### Your objective
Could you copy every record below exactly as it stands?

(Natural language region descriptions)

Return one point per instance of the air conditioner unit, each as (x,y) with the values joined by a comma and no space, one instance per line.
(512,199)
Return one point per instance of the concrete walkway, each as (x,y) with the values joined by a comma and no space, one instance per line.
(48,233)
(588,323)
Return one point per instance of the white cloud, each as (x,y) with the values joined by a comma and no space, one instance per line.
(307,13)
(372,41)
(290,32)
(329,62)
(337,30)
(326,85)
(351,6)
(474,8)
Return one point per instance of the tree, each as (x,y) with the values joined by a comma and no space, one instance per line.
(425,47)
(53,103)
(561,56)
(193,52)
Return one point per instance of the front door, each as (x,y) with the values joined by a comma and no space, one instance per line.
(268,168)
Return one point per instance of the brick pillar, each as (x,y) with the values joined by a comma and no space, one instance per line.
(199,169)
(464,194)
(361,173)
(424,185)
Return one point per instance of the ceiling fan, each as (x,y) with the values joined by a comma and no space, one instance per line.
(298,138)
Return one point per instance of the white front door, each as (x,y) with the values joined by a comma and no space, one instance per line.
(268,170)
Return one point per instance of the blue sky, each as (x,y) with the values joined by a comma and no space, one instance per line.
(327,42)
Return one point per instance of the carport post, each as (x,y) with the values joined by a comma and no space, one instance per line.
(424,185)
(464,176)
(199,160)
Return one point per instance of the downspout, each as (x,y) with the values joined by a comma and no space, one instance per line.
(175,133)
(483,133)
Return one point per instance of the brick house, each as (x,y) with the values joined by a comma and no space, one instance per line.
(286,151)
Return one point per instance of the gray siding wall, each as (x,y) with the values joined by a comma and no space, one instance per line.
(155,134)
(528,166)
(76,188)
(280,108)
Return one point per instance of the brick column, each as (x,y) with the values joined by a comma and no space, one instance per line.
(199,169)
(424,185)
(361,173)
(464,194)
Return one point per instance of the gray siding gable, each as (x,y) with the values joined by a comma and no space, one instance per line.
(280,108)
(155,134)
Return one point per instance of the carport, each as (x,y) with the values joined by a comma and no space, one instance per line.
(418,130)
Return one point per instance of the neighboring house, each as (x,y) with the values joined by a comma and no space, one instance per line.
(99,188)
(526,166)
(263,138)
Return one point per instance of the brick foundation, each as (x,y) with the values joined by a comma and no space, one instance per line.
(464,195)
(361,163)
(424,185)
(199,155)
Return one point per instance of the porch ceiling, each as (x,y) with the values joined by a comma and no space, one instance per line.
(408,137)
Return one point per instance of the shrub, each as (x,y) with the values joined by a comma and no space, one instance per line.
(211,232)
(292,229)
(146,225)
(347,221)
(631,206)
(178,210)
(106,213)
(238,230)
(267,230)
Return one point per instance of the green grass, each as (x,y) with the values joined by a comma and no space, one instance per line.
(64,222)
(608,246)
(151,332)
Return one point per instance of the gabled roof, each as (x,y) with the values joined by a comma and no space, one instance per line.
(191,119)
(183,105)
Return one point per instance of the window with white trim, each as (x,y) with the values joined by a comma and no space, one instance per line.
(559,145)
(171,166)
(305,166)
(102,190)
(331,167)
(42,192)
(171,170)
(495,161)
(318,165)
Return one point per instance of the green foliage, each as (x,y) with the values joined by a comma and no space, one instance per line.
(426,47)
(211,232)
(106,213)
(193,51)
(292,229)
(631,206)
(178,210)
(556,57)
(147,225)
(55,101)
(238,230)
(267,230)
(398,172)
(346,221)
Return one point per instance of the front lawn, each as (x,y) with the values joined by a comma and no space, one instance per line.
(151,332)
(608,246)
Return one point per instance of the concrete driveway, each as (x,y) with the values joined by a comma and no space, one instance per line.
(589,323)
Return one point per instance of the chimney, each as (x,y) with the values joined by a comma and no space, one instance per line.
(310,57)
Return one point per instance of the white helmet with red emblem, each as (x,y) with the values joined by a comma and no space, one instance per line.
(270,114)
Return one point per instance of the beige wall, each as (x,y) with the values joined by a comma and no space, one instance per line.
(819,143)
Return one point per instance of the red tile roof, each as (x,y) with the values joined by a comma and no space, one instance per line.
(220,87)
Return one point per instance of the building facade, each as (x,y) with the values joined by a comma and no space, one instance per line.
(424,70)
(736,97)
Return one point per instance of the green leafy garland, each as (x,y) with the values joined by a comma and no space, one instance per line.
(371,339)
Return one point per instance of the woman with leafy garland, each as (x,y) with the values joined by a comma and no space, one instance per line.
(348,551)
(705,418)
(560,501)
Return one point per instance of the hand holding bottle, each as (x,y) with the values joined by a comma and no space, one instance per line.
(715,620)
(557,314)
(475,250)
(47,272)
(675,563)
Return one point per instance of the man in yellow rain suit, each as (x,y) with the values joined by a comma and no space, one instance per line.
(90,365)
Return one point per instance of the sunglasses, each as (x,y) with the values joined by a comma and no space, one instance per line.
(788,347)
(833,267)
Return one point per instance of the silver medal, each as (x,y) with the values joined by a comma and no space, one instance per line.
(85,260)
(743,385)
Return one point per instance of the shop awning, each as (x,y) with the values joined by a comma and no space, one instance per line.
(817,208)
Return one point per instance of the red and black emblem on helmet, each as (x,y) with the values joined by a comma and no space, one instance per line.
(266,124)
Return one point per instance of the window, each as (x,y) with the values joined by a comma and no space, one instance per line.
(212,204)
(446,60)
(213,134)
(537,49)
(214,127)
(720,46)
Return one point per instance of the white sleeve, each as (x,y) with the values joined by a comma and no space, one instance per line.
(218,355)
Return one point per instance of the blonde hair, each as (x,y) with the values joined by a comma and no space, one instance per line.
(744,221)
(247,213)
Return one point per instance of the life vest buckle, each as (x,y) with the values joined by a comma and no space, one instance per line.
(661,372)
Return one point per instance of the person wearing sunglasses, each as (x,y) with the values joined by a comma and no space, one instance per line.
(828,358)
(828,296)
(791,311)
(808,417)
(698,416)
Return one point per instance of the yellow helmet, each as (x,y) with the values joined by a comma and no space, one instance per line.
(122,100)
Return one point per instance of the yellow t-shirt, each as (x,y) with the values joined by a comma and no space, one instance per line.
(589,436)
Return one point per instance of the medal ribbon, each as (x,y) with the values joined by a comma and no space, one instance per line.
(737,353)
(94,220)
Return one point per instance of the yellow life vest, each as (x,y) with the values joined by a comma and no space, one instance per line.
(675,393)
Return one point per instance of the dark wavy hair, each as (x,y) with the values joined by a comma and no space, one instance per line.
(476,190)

### Written solution
Return one point per instance of the air conditioner unit, each as (x,y) with the values joined by a comma and no space, one instance per line.
(512,199)
Return one point per instance of the concrete walkway, each as (x,y) with the values joined by a comma and no space, one instance per line.
(48,233)
(588,323)
Return one point per instance of the white cloud, each as (x,y) with the values joined by a comma and no space, one instance per line.
(307,13)
(372,41)
(290,32)
(329,62)
(337,30)
(326,85)
(351,6)
(474,8)
Return one point per instance of the tree, each as (x,y) with the values joined by a comma and no space, one instance per line.
(425,47)
(53,103)
(561,56)
(193,52)
Return one point per instance of the front door, each as (x,y) with the values joined by a comma and no space, one instance per line.
(268,168)
Return one point per instance of the brick pillar, each as (x,y) with the values joined by a comma and no space, one instance per line.
(199,169)
(464,194)
(361,173)
(424,185)
Return one point per instance of the ceiling fan, each as (x,y) with the values joined by a comma and no space, one instance per line.
(298,138)
Return one point per instance of the white front door, each as (x,y) with the values joined by a comma and no space, one instance per line.
(268,170)
Return one point per instance of the blue sky, each as (x,y) with the values joined by a comma and no space, one instance per line.
(327,42)
Return one point per instance of the carport post, each as (x,y) with the values joined by a comma and no space, one instance per line.
(424,185)
(464,176)
(199,160)
Return one point per instance of the downspout, each as (x,y) with the values joined by a comma and no space, one instance per line.
(175,133)
(483,133)
Return one point per instance of the brick house, each as (x,y) with the values joined by a comma and no space, one instance per line.
(286,151)
Return one point per instance of the gray siding wall, each as (x,y) with the values joined by a comma and no space, one instance per line.
(155,134)
(528,166)
(76,188)
(280,108)
Return one point per instance of the brick column, each as (x,y) with the values joined by a comma and no space, one instance per line.
(199,169)
(424,185)
(361,173)
(464,194)
Return one point per instance of the gray siding gable, each as (x,y) with the values joined by a comma and no space, one instance per line.
(280,108)
(155,134)
Return one point per instance of the carport, each as (x,y) with the values joined by a comma and no space, one instance per line.
(418,130)
Return one point per instance of the neighboring house, each as (x,y) with the values joined by a comma and no space, one instance per line.
(99,188)
(526,166)
(263,138)
Return one point per instance of the brick foundation, each as (x,y) with the values joined by a comma and no space, one instance per line.
(464,195)
(361,163)
(424,185)
(199,155)
Return one point per instance of the porch ceiling, each as (x,y) with the values joined by a comma and no space, one instance per line.
(408,137)
Return one point per instance of the shrub, each as (x,y) with the values joined by a comma and no space, one instance per line.
(211,232)
(292,229)
(146,225)
(347,221)
(631,206)
(178,210)
(106,213)
(238,230)
(267,230)
Return one point per instance of the green grass, each as (x,y) with the values joined by a comma and no space, one instance per line.
(64,222)
(608,246)
(151,332)
Return one point per instance of the gabled roof, each as (x,y) with the values joined by a comma and no space, one instance per line.
(191,119)
(183,105)
Return one point per instance of the window with white trim, each as (x,y) with the values joined by a comma and no space, one instance per line.
(559,145)
(171,166)
(305,166)
(102,190)
(331,167)
(42,192)
(171,170)
(495,161)
(318,165)
Return one point per instance of the green foliage, each as (x,y) with the values joined by a comma and no space, one instance per line.
(426,47)
(211,232)
(106,213)
(193,51)
(292,229)
(631,206)
(178,210)
(556,57)
(147,225)
(55,101)
(238,230)
(267,230)
(398,172)
(346,221)
Return one point per instance of the front lawn, each as (x,y) with the values joined by a comma and no space, one instance per line.
(151,332)
(608,246)
Return one point per instance of the concrete driveway, each as (x,y) with the values joined by a comma and no space, one instance per line.
(589,323)
Return one point per instance of the chimney, each as (x,y) with the values joined by a comma and no space, one instance per line.
(310,57)
Return one point per instance of the white helmet with red emblem, each as (x,y) with the values joined by a comma and no space, one instance per line.
(270,114)
Return one point per instance of the beige wall, each as (x,y) with the values joined by a comma and no space, one instance per line.
(819,143)
Return one point per instance of the red tile roof, each as (x,y) with the values joined by a comma and no space, one instance per line.
(220,87)
Return one point per instance of the building facade, each as (x,y) with the values joined by a comma and no space, one instance per line.
(424,70)
(736,97)
Return one point per instance of the green leafy garland, each as (x,y) with the values joined by a comma and no space, one instance per line.
(371,339)
Return one point per instance of the woman with leafy garland, each as (x,y) with the values joined by a comma and no space, one instance per line.
(348,551)
(705,418)
(560,501)
Return one point per instance of the hand holding bottle, each as (x,y) with the values joined by a comma and no space, one instance per line.
(715,620)
(557,314)
(475,250)
(47,272)
(675,563)
Return one point per instance of the man in yellow rain suit, each as (x,y) with the values joined by a comma and no space, one instance per line.
(90,365)
Return one point per instance of the sunglasses, each as (x,y) with the values joined by a comma and no space, one instance per line.
(788,347)
(833,267)
Return one point per instance of the silver medal, each as (x,y) with the values joined by a comma and no space, one instance per line.
(85,260)
(743,385)
Return one point per instance of the shop awning, each as (x,y) with the values joined by a comma and no space, one instance per line.
(817,208)
Return one point per instance of the red and black emblem on helmet, each as (x,y) with the values joined by a comma and no space, one instance per line.
(266,124)
Return one point per instance of the window, each as (x,y) with the values joined by a comma and no space, one instance per line.
(212,204)
(446,60)
(213,134)
(537,49)
(214,127)
(720,46)
Return one point per instance of the white sleeve, each as (x,y) with the values joined by a comma and no space, one instance per line.
(218,355)
Return one point per instance of the blonde hair, each as (x,y) with the values joined by a comma and no space, one instance per line.
(744,221)
(247,213)
Return one point per instance of the life vest buckle, each as (x,y) with the values joined by a comma and no space, one instance per line.
(661,372)
Return one point per instance of the person wearing sunglasses, each as (x,y) with the values joined by a comma and no space, one instance per line.
(828,358)
(828,296)
(791,311)
(808,417)
(698,416)
Return one point per instance of the yellow helmet, each as (x,y) with the values joined by a comma and no space, one instance per line.
(122,100)
Return one point per instance of the yellow t-shirt, each as (x,y) with the values joined by a comma and no space, one instance per line.
(589,436)
Return one point per instance of the medal ribbon, each as (x,y) with the values joined by a comma and no space, one instance per line.
(737,353)
(94,220)
Return one point per instance of the yellow life vest, each as (x,y) with the values joined by a comma and no space, one instance per line.
(675,393)
Return one point per instance of the dark wavy hair, each as (x,y) with the values joined by a comma and no space, one instance per line.
(476,190)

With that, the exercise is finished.